*Work request*. In the entries below, find the line with "find green foliage" and print exactly every line from there up to and including the line with "find white flower", with no other lines.

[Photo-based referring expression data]
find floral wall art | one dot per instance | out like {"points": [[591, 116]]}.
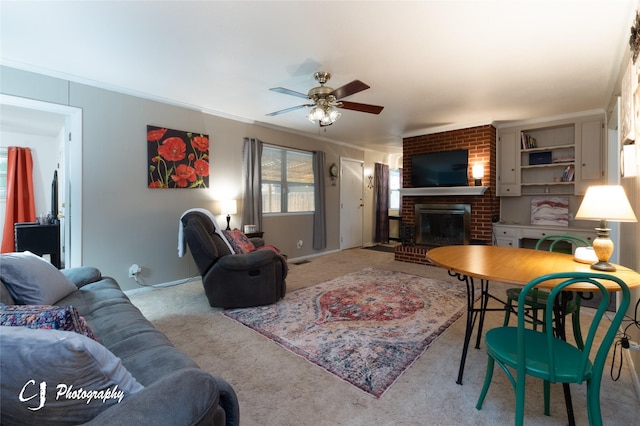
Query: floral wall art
{"points": [[177, 159]]}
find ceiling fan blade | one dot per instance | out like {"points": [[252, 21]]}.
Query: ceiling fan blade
{"points": [[282, 111], [349, 89], [289, 92], [356, 106]]}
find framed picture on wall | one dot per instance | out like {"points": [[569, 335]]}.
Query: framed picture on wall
{"points": [[177, 159]]}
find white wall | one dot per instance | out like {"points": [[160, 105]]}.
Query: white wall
{"points": [[124, 222]]}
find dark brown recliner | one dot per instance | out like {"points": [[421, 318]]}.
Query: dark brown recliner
{"points": [[233, 280]]}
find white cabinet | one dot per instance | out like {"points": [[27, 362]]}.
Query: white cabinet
{"points": [[514, 235], [508, 183], [590, 165], [561, 157], [505, 236]]}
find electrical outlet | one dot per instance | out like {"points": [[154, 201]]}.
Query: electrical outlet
{"points": [[134, 270]]}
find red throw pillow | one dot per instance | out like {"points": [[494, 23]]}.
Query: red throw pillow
{"points": [[239, 241]]}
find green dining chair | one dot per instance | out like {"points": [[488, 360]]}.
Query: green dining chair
{"points": [[543, 355], [536, 299]]}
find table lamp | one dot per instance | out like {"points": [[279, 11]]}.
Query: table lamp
{"points": [[605, 202], [229, 207]]}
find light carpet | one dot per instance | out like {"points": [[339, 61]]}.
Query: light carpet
{"points": [[366, 327]]}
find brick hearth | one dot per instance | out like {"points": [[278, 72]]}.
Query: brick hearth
{"points": [[481, 143]]}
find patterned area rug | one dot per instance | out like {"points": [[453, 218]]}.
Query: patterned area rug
{"points": [[366, 327]]}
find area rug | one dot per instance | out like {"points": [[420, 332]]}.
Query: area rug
{"points": [[382, 247], [366, 327]]}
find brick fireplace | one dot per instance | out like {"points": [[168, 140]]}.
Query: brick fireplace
{"points": [[481, 143]]}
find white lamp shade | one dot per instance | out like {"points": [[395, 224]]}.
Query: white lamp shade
{"points": [[229, 207], [606, 202]]}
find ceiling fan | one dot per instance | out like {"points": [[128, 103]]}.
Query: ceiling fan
{"points": [[325, 101]]}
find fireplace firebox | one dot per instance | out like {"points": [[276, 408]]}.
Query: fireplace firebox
{"points": [[442, 224]]}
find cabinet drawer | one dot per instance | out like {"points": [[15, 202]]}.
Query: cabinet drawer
{"points": [[536, 234]]}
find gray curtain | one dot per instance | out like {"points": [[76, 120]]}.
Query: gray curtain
{"points": [[251, 175], [381, 200], [319, 216]]}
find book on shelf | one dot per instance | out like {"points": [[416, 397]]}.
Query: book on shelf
{"points": [[568, 159]]}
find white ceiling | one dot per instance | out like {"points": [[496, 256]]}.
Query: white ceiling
{"points": [[431, 64]]}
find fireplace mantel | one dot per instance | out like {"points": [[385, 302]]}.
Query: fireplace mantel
{"points": [[440, 191]]}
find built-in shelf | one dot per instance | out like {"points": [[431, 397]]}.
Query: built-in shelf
{"points": [[440, 191]]}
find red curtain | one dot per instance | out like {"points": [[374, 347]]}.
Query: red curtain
{"points": [[20, 200]]}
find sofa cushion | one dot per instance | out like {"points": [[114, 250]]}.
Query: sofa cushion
{"points": [[5, 296], [239, 241], [31, 280], [80, 377], [45, 316]]}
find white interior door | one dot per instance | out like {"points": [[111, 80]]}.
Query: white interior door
{"points": [[351, 203]]}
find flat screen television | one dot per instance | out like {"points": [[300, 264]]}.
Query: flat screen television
{"points": [[442, 168]]}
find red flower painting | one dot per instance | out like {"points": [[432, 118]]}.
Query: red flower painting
{"points": [[177, 159]]}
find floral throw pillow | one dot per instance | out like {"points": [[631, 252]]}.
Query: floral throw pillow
{"points": [[45, 317], [239, 241]]}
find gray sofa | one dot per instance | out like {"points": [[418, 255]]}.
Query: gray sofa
{"points": [[176, 391]]}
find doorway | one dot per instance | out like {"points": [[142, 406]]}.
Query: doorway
{"points": [[351, 203], [28, 116]]}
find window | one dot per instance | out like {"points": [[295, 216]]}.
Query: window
{"points": [[3, 173], [394, 189], [288, 184]]}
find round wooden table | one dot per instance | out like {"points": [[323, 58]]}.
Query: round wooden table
{"points": [[518, 265]]}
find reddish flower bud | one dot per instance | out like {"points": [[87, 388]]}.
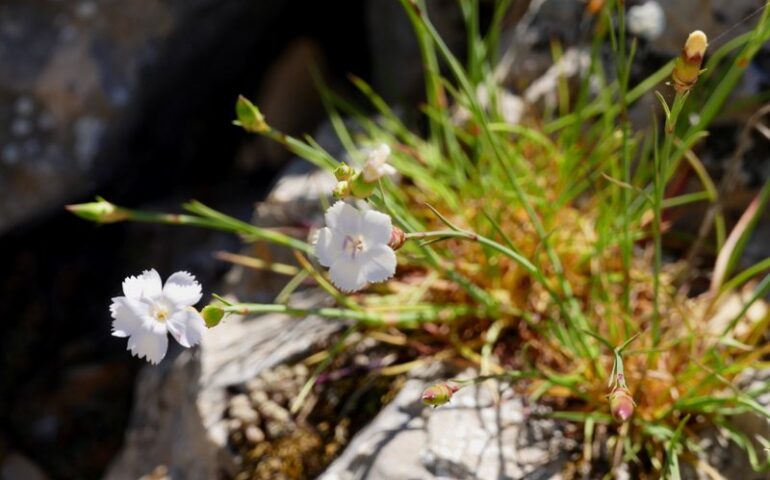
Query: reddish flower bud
{"points": [[397, 238], [687, 66], [621, 404], [439, 394]]}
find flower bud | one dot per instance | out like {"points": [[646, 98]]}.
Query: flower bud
{"points": [[439, 394], [212, 315], [687, 65], [249, 116], [344, 172], [100, 211], [397, 238], [621, 404], [341, 190]]}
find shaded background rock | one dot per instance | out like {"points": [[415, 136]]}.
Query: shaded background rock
{"points": [[134, 100]]}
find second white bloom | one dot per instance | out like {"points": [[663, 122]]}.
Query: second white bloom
{"points": [[149, 310], [354, 245]]}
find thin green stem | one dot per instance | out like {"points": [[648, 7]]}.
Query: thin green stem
{"points": [[399, 319]]}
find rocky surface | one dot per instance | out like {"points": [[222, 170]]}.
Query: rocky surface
{"points": [[180, 416], [486, 431], [77, 77]]}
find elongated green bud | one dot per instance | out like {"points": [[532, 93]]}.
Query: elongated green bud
{"points": [[341, 190], [397, 238], [439, 394], [249, 116], [344, 172], [100, 211], [687, 65], [212, 315]]}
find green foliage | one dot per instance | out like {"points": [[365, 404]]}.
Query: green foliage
{"points": [[538, 247]]}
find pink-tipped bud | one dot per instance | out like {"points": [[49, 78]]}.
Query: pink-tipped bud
{"points": [[397, 238], [687, 65], [439, 394], [621, 404]]}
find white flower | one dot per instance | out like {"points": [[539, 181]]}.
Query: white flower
{"points": [[376, 165], [354, 245], [647, 20], [149, 310]]}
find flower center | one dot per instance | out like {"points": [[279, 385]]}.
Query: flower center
{"points": [[160, 312], [353, 245]]}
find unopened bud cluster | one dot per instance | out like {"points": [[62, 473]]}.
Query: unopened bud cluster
{"points": [[361, 184]]}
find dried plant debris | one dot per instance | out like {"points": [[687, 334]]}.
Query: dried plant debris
{"points": [[271, 443]]}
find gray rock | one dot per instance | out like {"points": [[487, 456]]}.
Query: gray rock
{"points": [[485, 432], [75, 75]]}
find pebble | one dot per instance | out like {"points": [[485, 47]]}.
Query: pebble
{"points": [[254, 434]]}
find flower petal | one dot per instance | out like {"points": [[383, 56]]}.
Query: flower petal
{"points": [[132, 287], [378, 263], [182, 289], [128, 314], [376, 228], [346, 275], [328, 247], [187, 327], [149, 344], [343, 218], [147, 285]]}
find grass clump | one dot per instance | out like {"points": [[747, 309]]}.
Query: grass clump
{"points": [[534, 251]]}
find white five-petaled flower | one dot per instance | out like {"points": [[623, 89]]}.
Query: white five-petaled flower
{"points": [[376, 165], [150, 310], [354, 245]]}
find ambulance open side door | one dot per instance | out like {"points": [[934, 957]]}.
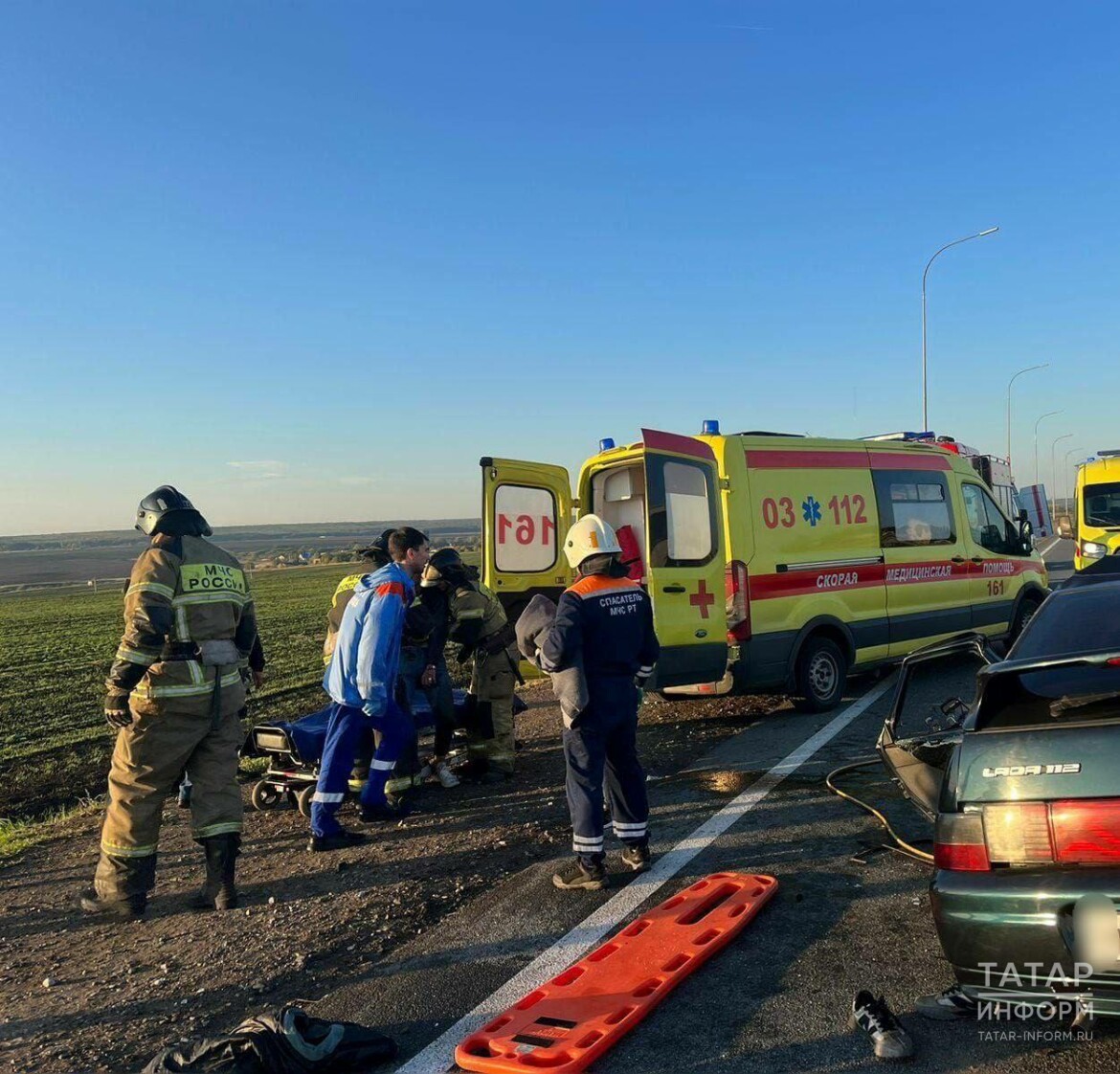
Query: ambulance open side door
{"points": [[526, 513], [685, 559]]}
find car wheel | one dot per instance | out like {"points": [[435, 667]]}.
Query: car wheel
{"points": [[820, 676], [1027, 611]]}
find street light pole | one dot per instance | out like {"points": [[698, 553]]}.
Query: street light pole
{"points": [[1058, 440], [1029, 369], [955, 242], [1065, 472], [1049, 414]]}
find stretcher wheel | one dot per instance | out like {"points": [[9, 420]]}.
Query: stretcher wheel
{"points": [[265, 795], [303, 799]]}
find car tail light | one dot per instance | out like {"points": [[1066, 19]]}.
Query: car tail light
{"points": [[1017, 832], [738, 603], [959, 844], [1086, 831]]}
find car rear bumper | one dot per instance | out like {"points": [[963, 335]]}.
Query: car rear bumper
{"points": [[1009, 933]]}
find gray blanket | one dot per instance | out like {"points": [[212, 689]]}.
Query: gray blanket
{"points": [[569, 684]]}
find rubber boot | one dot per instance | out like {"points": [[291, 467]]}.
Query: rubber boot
{"points": [[218, 891], [120, 887]]}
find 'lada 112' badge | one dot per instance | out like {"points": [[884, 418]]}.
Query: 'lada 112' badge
{"points": [[1067, 770]]}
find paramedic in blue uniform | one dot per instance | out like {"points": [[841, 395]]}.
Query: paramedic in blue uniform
{"points": [[605, 620], [361, 680]]}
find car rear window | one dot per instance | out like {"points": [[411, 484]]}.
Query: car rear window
{"points": [[1060, 696], [1076, 620]]}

*Response to the task*.
find green foliage | one dot per instance | out like {"points": [[365, 404]]}.
Query: green foliage
{"points": [[538, 247]]}
find pink-tipped bud | one dot per instance | out like {"points": [[49, 78]]}.
Query: pink-tipped bud
{"points": [[397, 238], [687, 65], [439, 394], [621, 404]]}
find white flower | one dot per instance | out like {"points": [[539, 181]]}.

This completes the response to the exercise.